What is expected: Every entry that follows should be repeated exactly; drop the images.

□ □ □ □ □

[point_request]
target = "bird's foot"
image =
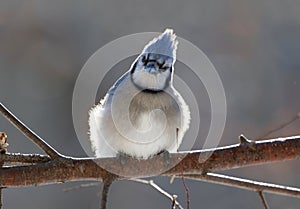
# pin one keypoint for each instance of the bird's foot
(165, 155)
(123, 158)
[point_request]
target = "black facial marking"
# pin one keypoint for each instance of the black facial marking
(133, 68)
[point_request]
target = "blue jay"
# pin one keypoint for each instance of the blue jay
(142, 114)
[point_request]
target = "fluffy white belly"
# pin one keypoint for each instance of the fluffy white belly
(143, 138)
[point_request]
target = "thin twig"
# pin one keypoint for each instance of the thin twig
(263, 200)
(29, 133)
(106, 185)
(280, 126)
(245, 184)
(18, 158)
(186, 191)
(159, 189)
(174, 201)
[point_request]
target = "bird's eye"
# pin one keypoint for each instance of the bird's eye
(145, 59)
(164, 68)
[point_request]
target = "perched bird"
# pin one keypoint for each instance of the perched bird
(142, 114)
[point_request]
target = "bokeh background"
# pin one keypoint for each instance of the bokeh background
(254, 45)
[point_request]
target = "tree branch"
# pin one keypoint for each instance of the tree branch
(245, 184)
(160, 190)
(222, 158)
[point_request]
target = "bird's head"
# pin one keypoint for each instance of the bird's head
(153, 69)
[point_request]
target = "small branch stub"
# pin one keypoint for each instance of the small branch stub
(3, 142)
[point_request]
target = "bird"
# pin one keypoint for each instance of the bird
(142, 114)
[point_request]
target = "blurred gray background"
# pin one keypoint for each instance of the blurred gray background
(254, 46)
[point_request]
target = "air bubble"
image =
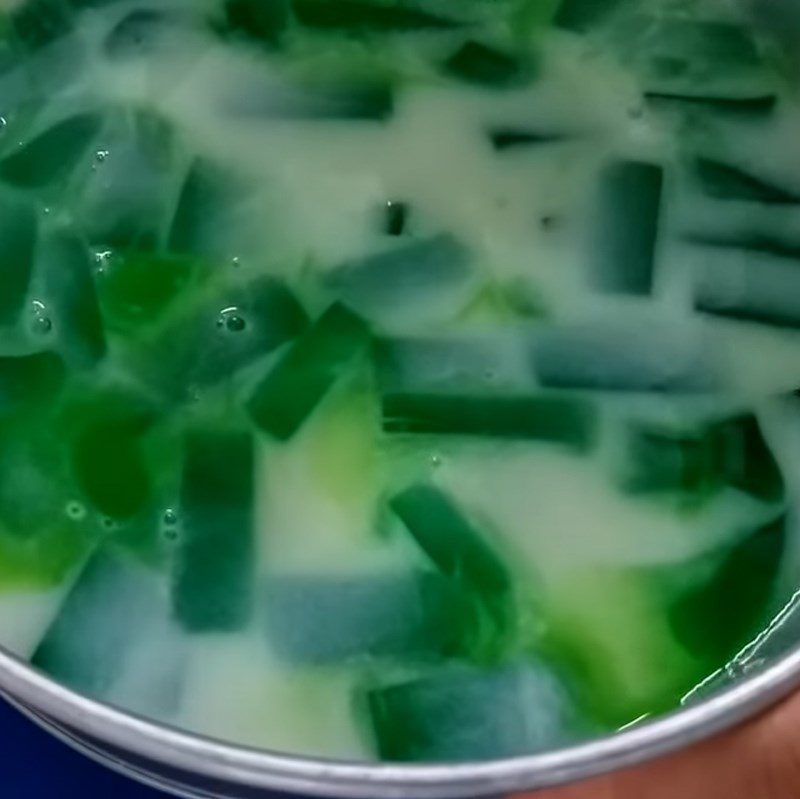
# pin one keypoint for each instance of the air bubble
(40, 322)
(171, 533)
(76, 510)
(230, 319)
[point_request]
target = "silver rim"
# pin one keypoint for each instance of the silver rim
(259, 769)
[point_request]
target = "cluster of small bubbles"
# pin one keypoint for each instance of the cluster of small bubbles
(75, 510)
(230, 320)
(41, 324)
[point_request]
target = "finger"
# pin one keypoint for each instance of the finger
(758, 761)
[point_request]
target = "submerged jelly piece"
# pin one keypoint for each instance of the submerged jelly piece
(34, 482)
(71, 299)
(137, 288)
(53, 154)
(621, 358)
(581, 16)
(432, 278)
(475, 62)
(456, 546)
(203, 224)
(38, 23)
(565, 420)
(462, 713)
(367, 15)
(624, 243)
(328, 619)
(744, 104)
(293, 388)
(699, 459)
(17, 241)
(222, 331)
(692, 50)
(262, 21)
(766, 291)
(726, 182)
(732, 606)
(124, 202)
(105, 618)
(27, 381)
(212, 587)
(106, 455)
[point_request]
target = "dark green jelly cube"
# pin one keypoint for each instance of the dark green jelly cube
(212, 587)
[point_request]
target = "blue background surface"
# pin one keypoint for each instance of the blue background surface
(34, 765)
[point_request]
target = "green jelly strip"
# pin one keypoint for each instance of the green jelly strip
(40, 22)
(72, 299)
(479, 63)
(293, 388)
(581, 16)
(262, 21)
(329, 619)
(367, 16)
(720, 617)
(699, 460)
(564, 420)
(754, 242)
(137, 288)
(725, 182)
(106, 455)
(34, 483)
(18, 227)
(52, 155)
(212, 588)
(753, 105)
(202, 346)
(102, 621)
(504, 139)
(697, 50)
(629, 205)
(466, 714)
(28, 381)
(202, 212)
(457, 548)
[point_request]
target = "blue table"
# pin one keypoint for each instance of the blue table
(34, 765)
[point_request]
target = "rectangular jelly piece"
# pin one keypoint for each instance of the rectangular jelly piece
(107, 615)
(70, 296)
(212, 588)
(456, 546)
(297, 383)
(716, 619)
(626, 227)
(18, 230)
(331, 618)
(461, 713)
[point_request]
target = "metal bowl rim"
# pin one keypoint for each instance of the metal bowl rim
(255, 768)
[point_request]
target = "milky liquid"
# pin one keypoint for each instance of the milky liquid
(227, 184)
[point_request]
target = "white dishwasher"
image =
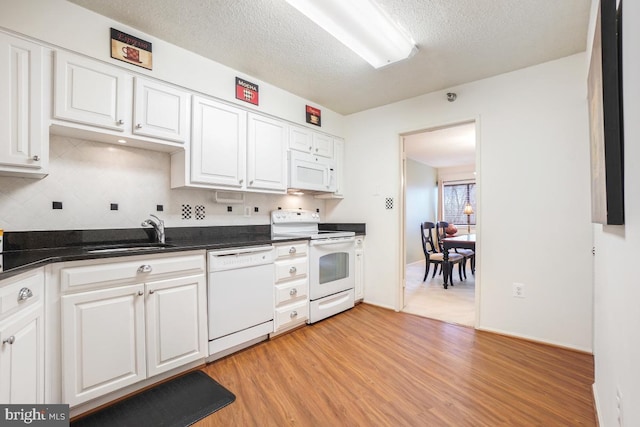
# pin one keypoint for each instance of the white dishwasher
(240, 298)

□ □ □ □ □

Answer to this exercise:
[point_request]
target = "bird's foot"
image =
# pin one keypoint for each instance of the bird's foot
(165, 155)
(123, 158)
[point_request]
target = "black facial marking"
# pin one keypoint for each instance of the black facial marking
(133, 68)
[point_request]
target = "blue jay"
# pin one keypoint for each instance of the blue jay
(142, 114)
[point_request]
target = "fluffy white belly"
# pin one keypoint for each instance of the fluffy white belly
(143, 138)
[point_request]
target = "thin twig"
# pin one keypoint for each instance of the thin twig
(263, 200)
(29, 133)
(106, 185)
(280, 126)
(245, 184)
(18, 158)
(186, 191)
(159, 189)
(174, 201)
[point_request]
target = "bird's eye"
# pin one keypoint for each instance of the bird's eye
(145, 59)
(164, 68)
[point_request]
target = "perched bird"
# pin one keypoint for each instance of the perched bird
(142, 114)
[point_request]
target = "bokeh background"
# pin one keypoint for each instance of the bokeh background
(254, 45)
[point_request]
target = "tree branch"
# pin one keypoint for each instance of the tree branch
(245, 184)
(160, 190)
(222, 158)
[point_request]
target = "bird's head"
# pin one keypoint for each instance of the bird's head
(153, 69)
[point_request]
target = "small branch stub"
# pin one keypoint for each instance of the small branch stub
(3, 142)
[point_request]
target = "bird"
# pin one keypoint for each instance of the bird
(142, 114)
[point_request]
target = "blurred gray background"
# pin one keypoint for each instance of the blurred gray background
(254, 46)
[point_request]
target = "air bubble"
image =
# pin one keypoint for each instance of the air bubble
(40, 322)
(171, 533)
(76, 510)
(230, 319)
[point_request]
target = "silver rim"
# pin one keypoint for each instance of the silver rim
(259, 769)
[point_request]
target = "cluster of small bubbles"
# pin one keypoint for each instance of the cluster of small bubbles
(75, 510)
(230, 320)
(41, 324)
[point_request]
target = "finger"
# pin one keypoint for each instance of the finger
(758, 761)
[point_request]
target = "submerged jelly piece"
# pin one keypoint for each instance of the submerged jelly piece
(34, 482)
(71, 299)
(137, 288)
(53, 154)
(621, 358)
(581, 16)
(432, 278)
(475, 62)
(456, 546)
(203, 224)
(38, 23)
(565, 420)
(462, 713)
(367, 15)
(624, 243)
(328, 619)
(744, 104)
(293, 388)
(699, 459)
(17, 241)
(222, 331)
(692, 50)
(262, 21)
(766, 291)
(726, 182)
(732, 606)
(124, 202)
(105, 618)
(27, 381)
(212, 587)
(106, 455)
[point_request]
target = "dark green jelly cube"
# pin one keypoint for each instance of the dark green jelly cube
(212, 587)
[point_request]
target = "blue background surface"
# pin one keypoint for each instance of the blue background surface
(34, 765)
[point_request]
target = "green jelly strip"
# pin one keypoint for each instance of the green jelly strip
(40, 22)
(72, 299)
(479, 63)
(293, 388)
(581, 16)
(262, 21)
(329, 619)
(367, 16)
(720, 617)
(699, 460)
(564, 420)
(754, 242)
(137, 288)
(725, 182)
(106, 455)
(34, 483)
(18, 227)
(52, 155)
(212, 588)
(753, 105)
(202, 346)
(102, 621)
(504, 139)
(697, 50)
(629, 205)
(466, 714)
(28, 381)
(202, 212)
(457, 548)
[point_request]
target = "blue table"
# pin one keypoint for each instance of the blue table
(34, 765)
[point_request]
target = "rectangular jelly piece"
# pin one keypoint for each instance of the rectangular jelly piece
(107, 615)
(70, 296)
(212, 588)
(456, 546)
(297, 383)
(716, 619)
(626, 227)
(18, 230)
(331, 618)
(461, 713)
[point_request]
target = "metal bowl rim"
# pin one keypoint for each instance of the metal bowl rim
(255, 768)
[point_request]
target = "milky liquid"
# pin one keypoint for each instance of the milky liquid
(227, 184)
[point_request]
target = "white dishwasher"
image =
# pin one keypoint for each instance of the white dishwasher
(240, 298)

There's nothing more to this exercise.